:: Your instructions ::
Please tally the lines in the records below that contain the string "target", treating uppercase and lowercase as different, and give only the number.

:: The records ::
▼
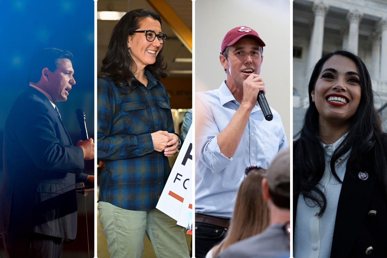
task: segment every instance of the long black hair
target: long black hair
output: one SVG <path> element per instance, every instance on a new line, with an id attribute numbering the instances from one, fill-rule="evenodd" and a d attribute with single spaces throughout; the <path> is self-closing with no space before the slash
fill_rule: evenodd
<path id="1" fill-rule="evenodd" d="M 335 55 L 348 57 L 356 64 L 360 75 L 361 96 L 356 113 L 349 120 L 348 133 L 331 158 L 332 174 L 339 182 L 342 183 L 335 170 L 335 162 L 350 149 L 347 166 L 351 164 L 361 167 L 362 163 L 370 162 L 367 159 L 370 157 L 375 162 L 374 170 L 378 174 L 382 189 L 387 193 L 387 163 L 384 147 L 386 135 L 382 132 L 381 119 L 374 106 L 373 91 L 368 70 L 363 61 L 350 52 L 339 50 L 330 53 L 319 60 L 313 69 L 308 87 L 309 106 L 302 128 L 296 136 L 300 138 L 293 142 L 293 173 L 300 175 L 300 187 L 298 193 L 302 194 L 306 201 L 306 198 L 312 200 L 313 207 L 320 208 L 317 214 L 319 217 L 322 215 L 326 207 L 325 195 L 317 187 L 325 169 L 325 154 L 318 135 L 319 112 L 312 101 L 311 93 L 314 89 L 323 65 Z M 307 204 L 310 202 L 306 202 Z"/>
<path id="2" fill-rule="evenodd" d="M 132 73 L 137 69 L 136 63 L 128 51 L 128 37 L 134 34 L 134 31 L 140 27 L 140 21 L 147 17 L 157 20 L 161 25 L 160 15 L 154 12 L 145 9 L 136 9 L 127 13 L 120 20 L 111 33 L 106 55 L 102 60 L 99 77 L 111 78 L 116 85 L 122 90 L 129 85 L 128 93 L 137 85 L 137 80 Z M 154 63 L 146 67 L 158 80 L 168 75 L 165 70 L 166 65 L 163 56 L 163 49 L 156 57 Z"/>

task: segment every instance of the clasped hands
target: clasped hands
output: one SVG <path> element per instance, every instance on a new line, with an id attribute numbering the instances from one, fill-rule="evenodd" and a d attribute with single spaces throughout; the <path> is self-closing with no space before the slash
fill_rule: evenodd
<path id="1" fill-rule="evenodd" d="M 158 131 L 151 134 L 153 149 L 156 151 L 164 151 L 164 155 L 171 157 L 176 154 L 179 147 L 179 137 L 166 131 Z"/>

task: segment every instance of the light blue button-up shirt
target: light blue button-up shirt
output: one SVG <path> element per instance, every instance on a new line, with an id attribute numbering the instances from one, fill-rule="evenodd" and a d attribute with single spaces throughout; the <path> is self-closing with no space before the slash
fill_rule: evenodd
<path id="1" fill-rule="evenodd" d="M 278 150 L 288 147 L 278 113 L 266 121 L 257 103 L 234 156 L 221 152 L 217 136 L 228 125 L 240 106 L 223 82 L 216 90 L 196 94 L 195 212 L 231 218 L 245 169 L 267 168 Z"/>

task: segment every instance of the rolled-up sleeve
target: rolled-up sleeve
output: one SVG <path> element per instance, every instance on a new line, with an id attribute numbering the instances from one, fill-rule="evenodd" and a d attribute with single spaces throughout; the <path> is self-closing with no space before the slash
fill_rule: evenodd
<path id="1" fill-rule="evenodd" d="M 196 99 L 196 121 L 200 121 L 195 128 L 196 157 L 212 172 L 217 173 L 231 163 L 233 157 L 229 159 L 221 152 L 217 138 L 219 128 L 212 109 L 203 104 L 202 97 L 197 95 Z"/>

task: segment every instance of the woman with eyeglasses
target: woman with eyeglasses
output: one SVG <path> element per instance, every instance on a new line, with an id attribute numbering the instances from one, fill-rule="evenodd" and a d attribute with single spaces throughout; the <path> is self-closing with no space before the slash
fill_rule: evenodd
▲
▼
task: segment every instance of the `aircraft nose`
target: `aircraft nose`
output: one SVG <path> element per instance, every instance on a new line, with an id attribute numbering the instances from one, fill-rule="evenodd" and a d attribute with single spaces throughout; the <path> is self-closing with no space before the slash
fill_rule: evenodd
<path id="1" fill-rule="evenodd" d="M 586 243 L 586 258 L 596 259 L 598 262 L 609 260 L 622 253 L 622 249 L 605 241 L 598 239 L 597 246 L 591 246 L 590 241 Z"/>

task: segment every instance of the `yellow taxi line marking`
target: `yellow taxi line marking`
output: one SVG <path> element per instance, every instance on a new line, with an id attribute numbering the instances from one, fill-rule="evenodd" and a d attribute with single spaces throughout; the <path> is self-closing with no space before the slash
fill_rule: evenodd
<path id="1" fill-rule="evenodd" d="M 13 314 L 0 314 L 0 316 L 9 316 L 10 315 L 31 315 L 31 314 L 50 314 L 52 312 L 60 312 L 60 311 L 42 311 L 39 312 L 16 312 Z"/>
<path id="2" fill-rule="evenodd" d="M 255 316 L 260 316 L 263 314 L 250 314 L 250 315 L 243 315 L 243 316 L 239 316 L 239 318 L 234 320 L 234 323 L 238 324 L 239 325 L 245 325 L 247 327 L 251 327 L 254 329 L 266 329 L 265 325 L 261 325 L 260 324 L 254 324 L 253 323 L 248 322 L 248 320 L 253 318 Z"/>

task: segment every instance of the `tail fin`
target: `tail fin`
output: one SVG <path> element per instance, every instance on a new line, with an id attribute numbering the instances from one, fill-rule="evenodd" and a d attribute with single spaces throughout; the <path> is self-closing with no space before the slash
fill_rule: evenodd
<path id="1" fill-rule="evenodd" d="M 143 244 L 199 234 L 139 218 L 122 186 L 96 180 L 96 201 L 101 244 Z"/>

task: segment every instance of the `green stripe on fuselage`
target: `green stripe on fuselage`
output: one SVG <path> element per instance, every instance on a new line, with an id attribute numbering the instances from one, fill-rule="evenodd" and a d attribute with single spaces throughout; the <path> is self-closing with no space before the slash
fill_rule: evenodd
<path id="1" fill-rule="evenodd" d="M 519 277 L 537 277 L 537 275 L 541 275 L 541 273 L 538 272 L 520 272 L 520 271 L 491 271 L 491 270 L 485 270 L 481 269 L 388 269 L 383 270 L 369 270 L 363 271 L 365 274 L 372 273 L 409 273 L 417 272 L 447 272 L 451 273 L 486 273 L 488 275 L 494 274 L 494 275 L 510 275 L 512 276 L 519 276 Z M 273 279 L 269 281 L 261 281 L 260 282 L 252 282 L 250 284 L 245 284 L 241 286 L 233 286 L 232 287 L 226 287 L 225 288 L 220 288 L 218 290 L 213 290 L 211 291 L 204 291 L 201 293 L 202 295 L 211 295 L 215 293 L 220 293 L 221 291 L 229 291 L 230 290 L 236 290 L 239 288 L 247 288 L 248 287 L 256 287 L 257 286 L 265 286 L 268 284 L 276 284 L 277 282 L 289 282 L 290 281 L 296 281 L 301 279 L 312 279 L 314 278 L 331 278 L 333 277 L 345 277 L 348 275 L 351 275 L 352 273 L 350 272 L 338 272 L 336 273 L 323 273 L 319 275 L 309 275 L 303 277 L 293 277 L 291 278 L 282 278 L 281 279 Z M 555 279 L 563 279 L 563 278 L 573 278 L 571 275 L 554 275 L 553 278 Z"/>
▲
:: Output for this task ::
9